• **TASK MATERIAL**
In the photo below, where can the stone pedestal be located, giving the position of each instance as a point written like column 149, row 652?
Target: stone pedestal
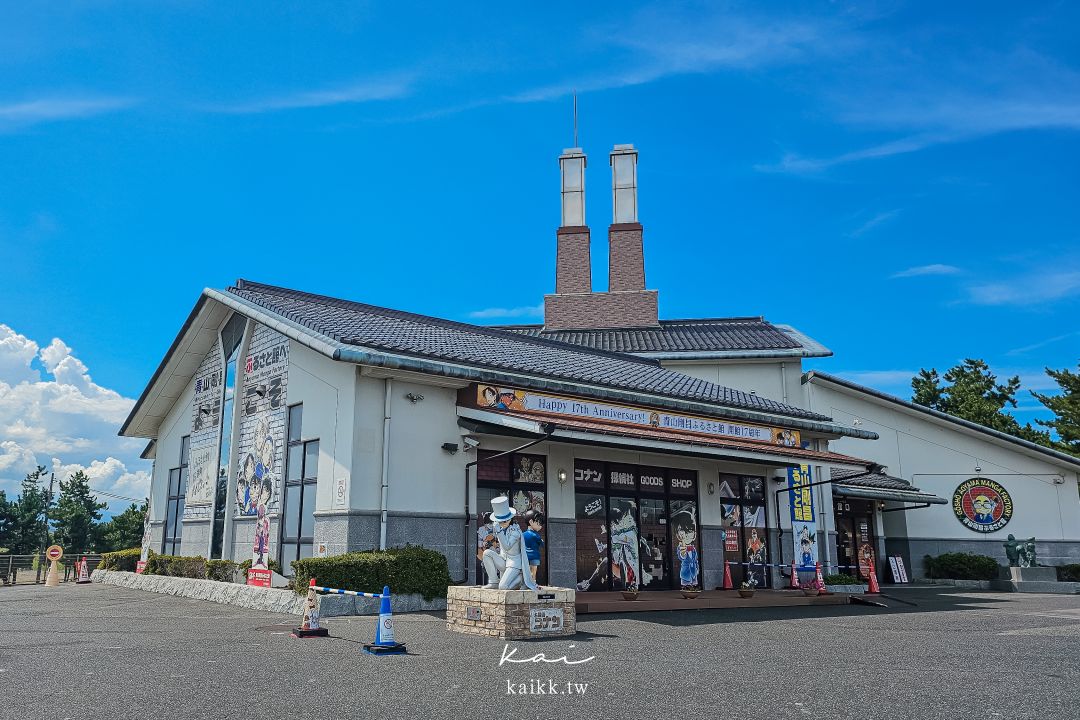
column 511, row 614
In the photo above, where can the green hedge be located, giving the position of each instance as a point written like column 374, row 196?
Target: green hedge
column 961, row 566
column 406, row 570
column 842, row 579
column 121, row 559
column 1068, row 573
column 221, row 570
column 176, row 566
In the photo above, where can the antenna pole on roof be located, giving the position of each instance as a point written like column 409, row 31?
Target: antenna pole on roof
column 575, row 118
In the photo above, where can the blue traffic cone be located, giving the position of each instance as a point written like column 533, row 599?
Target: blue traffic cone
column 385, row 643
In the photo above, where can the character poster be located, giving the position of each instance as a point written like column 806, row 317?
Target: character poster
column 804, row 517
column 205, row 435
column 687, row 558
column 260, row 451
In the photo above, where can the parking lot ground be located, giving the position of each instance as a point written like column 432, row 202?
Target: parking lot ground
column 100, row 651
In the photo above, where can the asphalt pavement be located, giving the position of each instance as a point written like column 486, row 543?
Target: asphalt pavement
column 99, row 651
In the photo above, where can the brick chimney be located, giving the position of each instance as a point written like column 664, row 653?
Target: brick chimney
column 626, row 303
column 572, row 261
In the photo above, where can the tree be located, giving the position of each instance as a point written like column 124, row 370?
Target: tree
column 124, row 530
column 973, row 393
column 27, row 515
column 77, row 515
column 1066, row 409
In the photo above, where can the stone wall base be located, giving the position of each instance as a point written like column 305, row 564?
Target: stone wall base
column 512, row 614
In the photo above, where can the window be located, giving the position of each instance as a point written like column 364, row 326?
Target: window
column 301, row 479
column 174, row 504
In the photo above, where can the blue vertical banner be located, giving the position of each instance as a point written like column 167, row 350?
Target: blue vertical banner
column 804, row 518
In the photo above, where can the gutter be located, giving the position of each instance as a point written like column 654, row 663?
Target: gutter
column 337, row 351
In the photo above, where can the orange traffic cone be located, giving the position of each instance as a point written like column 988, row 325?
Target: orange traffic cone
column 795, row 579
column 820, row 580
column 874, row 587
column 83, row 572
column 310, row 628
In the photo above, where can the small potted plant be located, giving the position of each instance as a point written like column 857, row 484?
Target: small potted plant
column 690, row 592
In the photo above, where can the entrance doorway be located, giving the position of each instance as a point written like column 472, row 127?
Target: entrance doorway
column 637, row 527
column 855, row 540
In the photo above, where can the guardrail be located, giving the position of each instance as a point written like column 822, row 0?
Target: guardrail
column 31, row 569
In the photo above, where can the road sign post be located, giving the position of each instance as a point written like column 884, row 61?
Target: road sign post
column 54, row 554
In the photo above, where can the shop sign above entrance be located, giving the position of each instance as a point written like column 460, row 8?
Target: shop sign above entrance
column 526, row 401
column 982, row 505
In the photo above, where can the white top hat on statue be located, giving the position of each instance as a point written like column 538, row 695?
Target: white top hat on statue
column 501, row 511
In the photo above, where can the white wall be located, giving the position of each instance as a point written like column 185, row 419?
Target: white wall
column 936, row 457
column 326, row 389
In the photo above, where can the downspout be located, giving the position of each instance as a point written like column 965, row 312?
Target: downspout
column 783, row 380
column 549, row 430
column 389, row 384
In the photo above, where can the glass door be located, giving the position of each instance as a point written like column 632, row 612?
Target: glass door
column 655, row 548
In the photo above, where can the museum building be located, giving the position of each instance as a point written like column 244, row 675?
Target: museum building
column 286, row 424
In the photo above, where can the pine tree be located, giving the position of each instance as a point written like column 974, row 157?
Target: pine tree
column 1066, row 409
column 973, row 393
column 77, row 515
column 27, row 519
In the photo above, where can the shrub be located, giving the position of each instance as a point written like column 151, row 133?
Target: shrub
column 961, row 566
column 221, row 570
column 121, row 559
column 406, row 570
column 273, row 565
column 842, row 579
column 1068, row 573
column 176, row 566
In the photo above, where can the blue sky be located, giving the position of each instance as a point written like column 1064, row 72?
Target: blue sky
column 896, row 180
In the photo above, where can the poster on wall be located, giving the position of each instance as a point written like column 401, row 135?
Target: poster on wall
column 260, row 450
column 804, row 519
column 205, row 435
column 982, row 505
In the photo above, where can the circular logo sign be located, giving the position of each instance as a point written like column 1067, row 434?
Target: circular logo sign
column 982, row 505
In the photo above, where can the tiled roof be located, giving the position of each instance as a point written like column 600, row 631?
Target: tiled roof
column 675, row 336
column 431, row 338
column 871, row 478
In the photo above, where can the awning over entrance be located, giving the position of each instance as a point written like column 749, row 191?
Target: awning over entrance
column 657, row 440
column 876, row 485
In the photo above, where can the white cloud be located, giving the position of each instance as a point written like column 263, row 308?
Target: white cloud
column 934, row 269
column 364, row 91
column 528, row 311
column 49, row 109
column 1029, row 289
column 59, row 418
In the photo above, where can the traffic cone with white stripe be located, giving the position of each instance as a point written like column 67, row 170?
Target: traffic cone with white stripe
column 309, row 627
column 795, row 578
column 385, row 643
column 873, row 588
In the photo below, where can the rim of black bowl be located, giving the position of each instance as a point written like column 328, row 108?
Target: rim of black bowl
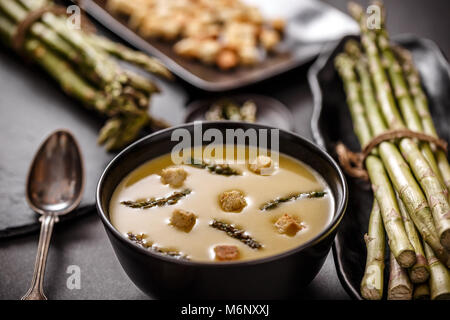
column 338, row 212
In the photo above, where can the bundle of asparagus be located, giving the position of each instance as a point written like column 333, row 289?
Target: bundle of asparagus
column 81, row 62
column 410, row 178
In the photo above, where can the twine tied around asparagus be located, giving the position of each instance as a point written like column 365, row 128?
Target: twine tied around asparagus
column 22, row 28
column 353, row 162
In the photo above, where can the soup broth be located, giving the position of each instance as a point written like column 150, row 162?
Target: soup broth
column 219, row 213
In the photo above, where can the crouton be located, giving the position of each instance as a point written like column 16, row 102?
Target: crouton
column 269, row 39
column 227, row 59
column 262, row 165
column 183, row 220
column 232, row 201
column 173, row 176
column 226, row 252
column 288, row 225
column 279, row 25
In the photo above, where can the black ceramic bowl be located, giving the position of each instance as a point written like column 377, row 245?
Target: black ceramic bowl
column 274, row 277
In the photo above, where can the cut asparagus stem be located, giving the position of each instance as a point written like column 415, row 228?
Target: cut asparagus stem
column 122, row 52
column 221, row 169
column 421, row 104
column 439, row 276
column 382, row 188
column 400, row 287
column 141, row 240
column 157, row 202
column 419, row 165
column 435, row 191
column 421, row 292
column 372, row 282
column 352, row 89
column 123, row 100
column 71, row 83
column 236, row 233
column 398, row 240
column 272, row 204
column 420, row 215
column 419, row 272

* * *

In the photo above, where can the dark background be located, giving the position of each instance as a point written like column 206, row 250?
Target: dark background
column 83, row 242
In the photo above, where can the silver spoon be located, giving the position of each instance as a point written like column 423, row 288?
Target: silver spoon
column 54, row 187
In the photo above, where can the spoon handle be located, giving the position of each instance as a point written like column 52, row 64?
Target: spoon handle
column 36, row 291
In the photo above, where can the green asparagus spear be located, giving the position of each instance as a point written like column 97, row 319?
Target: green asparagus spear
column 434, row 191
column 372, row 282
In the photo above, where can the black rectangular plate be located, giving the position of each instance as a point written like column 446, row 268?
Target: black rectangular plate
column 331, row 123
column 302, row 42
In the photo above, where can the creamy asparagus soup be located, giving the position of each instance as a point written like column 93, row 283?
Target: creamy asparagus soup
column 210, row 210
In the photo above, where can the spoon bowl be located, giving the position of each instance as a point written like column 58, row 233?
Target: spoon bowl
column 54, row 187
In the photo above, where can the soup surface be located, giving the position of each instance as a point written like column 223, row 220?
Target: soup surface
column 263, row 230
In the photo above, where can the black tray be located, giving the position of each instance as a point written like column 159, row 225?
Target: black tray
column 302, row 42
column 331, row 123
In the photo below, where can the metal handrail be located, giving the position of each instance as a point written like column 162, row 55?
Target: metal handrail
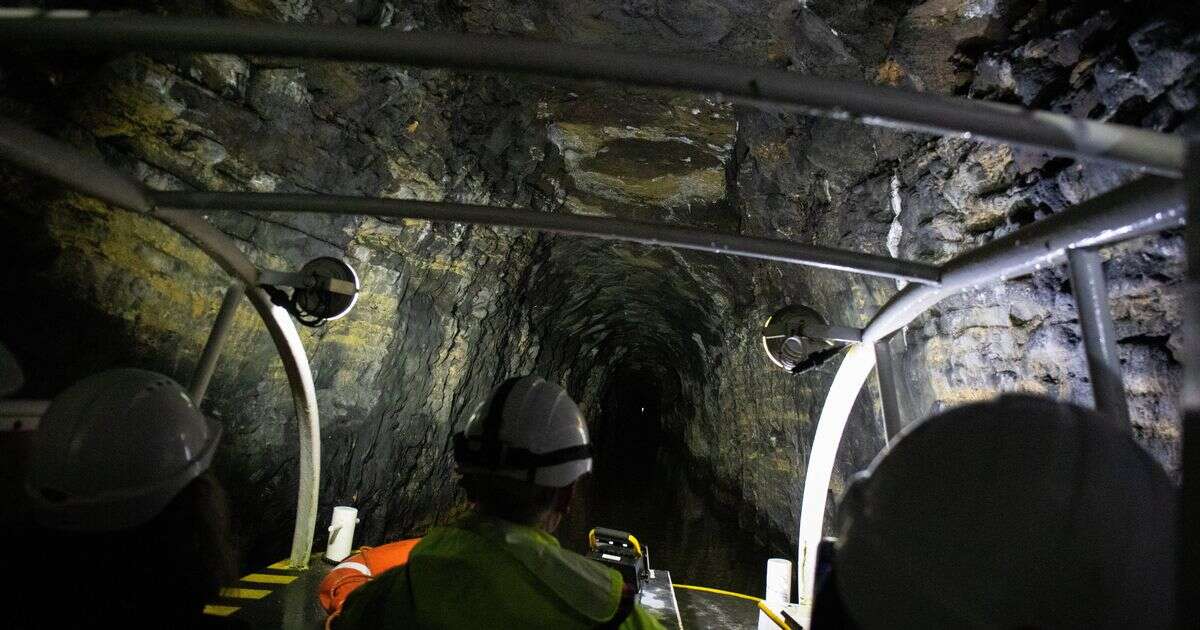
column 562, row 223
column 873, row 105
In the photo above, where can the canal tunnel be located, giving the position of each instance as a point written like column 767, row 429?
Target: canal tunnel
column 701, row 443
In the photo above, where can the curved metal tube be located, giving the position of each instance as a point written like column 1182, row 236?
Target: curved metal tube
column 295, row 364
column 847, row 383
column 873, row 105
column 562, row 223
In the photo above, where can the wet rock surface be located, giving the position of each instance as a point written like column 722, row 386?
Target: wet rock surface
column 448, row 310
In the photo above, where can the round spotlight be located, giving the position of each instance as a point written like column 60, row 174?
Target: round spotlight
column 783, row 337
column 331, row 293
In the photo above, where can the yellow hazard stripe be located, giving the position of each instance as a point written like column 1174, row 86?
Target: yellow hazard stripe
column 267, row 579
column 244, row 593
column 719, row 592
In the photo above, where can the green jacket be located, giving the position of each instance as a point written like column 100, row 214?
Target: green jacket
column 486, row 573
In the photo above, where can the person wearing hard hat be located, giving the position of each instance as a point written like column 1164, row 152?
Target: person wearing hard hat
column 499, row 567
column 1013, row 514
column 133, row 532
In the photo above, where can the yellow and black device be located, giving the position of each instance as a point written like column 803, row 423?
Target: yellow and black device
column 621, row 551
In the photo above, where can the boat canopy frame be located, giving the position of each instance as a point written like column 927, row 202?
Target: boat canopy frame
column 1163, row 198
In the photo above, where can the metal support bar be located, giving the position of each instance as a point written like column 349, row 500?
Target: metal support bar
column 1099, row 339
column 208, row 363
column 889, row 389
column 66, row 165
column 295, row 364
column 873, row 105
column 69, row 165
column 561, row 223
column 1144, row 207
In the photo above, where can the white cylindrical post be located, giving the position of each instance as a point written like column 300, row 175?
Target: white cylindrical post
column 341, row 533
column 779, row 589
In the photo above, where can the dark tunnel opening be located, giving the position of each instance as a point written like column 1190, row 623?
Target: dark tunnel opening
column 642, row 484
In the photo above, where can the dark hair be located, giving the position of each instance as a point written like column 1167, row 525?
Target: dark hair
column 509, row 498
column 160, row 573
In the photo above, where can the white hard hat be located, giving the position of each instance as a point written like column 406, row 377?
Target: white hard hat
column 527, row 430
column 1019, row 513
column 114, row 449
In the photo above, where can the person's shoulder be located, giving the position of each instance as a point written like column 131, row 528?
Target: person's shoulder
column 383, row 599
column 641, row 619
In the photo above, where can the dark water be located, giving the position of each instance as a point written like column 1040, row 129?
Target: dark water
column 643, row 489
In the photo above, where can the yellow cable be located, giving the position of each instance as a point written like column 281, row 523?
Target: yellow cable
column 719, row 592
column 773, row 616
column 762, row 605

• **TASK GOAL**
Go through the material and report each line that holds the string "below".

• **TASK RESULT**
In the photo below, where can the stone pedestal be located, giving the position of each instance as a point written like column 149, row 652?
In the photo below, where can the rim of black bowl be located, giving the position of each instance as a point written like column 328, row 108?
In the photo below, where can the metal handrail be located, giving the position of each instance as a point written like column 162, row 55?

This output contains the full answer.